== Texte cité ==
++++++
Migrant Stories

Informer la population à travers des mobilisateurs communautaires

La demi-douzaine de stations de radio que le séisme n'avait
pas réduite au silence avait rendu un énorme service
à la population haïtienne en désarroi, au
lendemain du 12 janvier. Avant que les autorités n'aient pu
commencer à coordonner leurs actions, autant dire bien avant
l'intervention des organisations humanitaires, la radio demeurait
le seul moyen de communication, à la fois communautaire et
humanitaire, dont disposait le million et demi de nouveaux
sans-abris.

Il s'agissait de lancer des appels à l'aide, de
s'enquérir des nouvelles d'un proche, de partager son
expérience du tremblement de terre. La presse parlée
était, pour une fois, plus sociale que politique et allait
le rester des semaines après le séisme.
L'organisation non gouvernementale Internews avait renforcé
cette orientation avec ses modules d'informations utiles («
Enfòmasyon nou dwe konnen ») diffusées
quotidiennement en créole sur plusieurs stations de radio du
pays.

Six mois après le 12 janvier, les réponses et
interventions de l'Etat et des organisations non gouvernementales
(ONG) sont beaucoup mieux coordonnées. À travers les
deux départements fortement touchés par le
tremblement de terre du 12 janvier, la majorité des
personnes affectées vivent dans plus d'un millier de
camps.

Actuellement, une  bonne partie des sinistrés
déclare vouloir intégrer des programmes de travail
contre rémunération («  cash for work
»). En termes d'aide, certains affirment n'avoir rien
reçu depuis plusieurs semaines déjà. Par
conséquent, d'autres entendent se mobiliser contre les
autorités qui, selon des rumeurs, voudraient les expulser
des terrains qu'ils occupent depuis le mois de janvier. À
cause des nombreux besoins non encore satisfaits, chaque visite
d'humanitaires fait penser à une distribution de
nourriture.

Dans l'intention de prévenir de tels malentendus et de
potentiels risques de dérapages dus au manque d'information
fiable, un autre type de communication de proximité a
été mis en œuvre, en tenant compte des urgences
et de l'évolution des priorités. Le rôle de
cette nouvelle approche communicationnelle est crucial à
plusieurs niveaux, selon diverses organisations humanitaires
œuvrant sur le terrain. Cette forme de communication s'est
donc avérée nécessaire entre la
communauté humanitaire et les sinistrés.

Pour informer et se rapprocher des
gens

« Maintenant, il s'agit de se rapprocher des gens qui ne
comprennent pas toujours les actions des ONG, ni celles de l'Etat
», précise Pascale Verly du département de
communication de l'OIM, responsable de la section des community
mobilizers (mobilisateurs communautaires).
++++++
== Données enregistrées ==
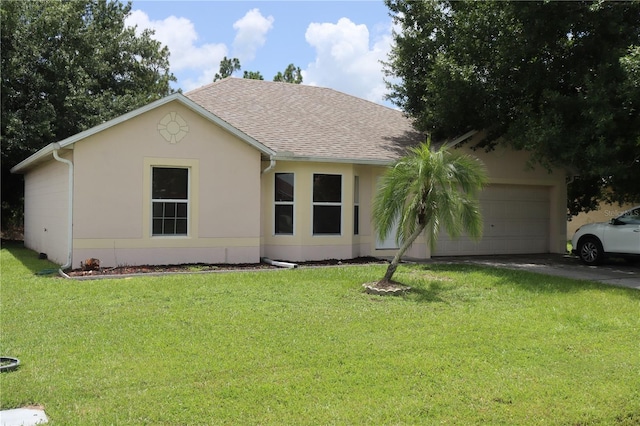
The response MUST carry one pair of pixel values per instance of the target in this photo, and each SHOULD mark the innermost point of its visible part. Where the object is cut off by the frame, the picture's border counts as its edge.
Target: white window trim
(283, 203)
(340, 204)
(356, 203)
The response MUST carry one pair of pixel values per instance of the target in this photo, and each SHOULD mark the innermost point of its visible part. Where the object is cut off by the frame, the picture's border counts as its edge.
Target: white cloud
(251, 31)
(180, 36)
(347, 59)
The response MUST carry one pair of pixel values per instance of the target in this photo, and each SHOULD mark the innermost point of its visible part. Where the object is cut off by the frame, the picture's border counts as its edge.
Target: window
(169, 201)
(283, 200)
(327, 204)
(356, 205)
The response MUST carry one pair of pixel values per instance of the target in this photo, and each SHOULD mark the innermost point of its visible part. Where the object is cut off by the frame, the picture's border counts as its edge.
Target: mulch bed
(202, 267)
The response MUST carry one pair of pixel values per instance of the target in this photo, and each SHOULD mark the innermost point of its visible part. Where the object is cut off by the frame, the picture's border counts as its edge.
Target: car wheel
(590, 251)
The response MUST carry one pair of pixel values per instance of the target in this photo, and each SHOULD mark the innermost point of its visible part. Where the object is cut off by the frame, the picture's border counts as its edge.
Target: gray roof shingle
(308, 121)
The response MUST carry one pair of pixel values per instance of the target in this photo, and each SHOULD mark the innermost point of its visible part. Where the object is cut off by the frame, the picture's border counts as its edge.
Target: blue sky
(337, 44)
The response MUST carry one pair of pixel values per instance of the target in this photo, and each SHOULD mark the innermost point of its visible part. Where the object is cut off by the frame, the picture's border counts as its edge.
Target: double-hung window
(327, 204)
(283, 204)
(170, 201)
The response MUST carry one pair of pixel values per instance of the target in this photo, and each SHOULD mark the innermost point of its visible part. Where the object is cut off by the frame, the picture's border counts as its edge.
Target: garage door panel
(516, 220)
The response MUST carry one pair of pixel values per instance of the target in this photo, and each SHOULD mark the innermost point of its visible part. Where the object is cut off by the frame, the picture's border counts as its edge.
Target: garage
(516, 221)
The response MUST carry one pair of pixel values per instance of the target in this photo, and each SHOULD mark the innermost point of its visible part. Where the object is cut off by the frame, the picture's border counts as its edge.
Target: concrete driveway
(613, 271)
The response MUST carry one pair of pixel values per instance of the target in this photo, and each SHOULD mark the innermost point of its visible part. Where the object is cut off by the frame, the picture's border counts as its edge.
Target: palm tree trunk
(391, 269)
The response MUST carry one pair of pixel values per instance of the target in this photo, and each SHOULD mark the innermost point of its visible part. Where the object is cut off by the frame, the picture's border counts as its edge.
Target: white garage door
(516, 221)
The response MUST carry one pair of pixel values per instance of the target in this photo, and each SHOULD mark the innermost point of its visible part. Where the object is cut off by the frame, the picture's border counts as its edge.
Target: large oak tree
(558, 79)
(68, 66)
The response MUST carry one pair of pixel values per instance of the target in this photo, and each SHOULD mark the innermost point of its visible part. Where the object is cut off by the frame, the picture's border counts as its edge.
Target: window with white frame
(356, 205)
(327, 204)
(170, 201)
(283, 204)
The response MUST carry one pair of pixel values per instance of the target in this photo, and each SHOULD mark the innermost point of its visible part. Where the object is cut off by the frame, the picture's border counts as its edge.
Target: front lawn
(470, 345)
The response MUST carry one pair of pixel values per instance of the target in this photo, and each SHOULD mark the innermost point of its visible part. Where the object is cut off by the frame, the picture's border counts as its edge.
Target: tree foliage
(292, 74)
(68, 66)
(428, 189)
(227, 68)
(253, 75)
(558, 79)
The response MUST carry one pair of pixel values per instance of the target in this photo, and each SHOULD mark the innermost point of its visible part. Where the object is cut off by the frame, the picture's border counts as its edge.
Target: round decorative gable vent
(173, 127)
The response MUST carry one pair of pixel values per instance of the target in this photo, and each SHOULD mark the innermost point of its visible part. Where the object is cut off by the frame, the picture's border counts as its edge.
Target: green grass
(470, 345)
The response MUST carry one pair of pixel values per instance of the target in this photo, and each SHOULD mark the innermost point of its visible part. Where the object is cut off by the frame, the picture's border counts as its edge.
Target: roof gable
(309, 122)
(45, 153)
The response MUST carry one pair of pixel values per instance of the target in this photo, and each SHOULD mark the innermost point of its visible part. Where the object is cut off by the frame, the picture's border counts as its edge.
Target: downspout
(272, 164)
(56, 147)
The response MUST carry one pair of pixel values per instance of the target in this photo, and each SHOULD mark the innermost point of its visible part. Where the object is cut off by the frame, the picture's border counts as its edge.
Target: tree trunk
(391, 269)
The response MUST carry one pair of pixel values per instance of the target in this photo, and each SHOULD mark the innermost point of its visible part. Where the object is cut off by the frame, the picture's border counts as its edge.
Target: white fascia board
(359, 161)
(68, 142)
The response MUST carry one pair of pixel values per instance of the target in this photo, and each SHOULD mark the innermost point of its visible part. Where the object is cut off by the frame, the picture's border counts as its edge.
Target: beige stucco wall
(112, 209)
(46, 204)
(604, 213)
(508, 167)
(505, 167)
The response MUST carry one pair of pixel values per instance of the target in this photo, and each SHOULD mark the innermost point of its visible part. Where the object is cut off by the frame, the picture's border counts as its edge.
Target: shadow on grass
(429, 290)
(28, 258)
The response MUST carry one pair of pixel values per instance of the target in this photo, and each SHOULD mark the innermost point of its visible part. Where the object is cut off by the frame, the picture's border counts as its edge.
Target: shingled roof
(309, 122)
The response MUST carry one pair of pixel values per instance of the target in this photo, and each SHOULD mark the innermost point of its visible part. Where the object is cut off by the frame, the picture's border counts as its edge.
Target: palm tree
(428, 189)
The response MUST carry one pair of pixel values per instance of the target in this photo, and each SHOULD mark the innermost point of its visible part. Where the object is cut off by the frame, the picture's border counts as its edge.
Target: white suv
(618, 237)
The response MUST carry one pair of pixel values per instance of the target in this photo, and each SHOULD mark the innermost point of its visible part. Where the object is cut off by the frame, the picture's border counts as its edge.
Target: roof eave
(43, 153)
(312, 159)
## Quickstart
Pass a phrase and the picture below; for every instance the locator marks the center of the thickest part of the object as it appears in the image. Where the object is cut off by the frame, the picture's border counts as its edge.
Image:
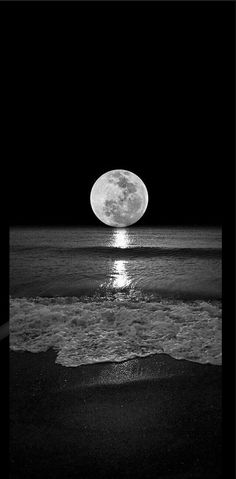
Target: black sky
(147, 87)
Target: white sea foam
(89, 332)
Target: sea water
(105, 294)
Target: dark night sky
(144, 87)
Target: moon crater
(119, 198)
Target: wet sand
(154, 417)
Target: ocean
(104, 294)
++++++
== Travail demandé ==
#1 Relevez dans le texte cité les usages de la radio énumérés dans la phrase qui commence par « Il s'agissait de ».
#2 Recopiez, s'il vous plaît, le passage du texte cité qui commence à « Informer la population » et se termine à « sans-abris. ».

== Réponses fournies ==
#1
- lancer des appels à l'aide
- s'enquérir des nouvelles d'un proche
- partager son expérience du tremblement de terre

#2
Informer la population à travers des mobilisateurs communautaires

La demi-douzaine de stations de radio que le séisme n'avait
pas réduite au silence avait rendu un énorme service
à la population haïtienne en désarroi, au
lendemain du 12 janvier. Avant que les autorités n'aient pu
commencer à coordonner leurs actions, autant dire bien avant
l'intervention des organisations humanitaires, la radio demeurait
le seul moyen de communication, à la fois communautaire et
humanitaire, dont disposait le million et demi de nouveaux
sans-abris.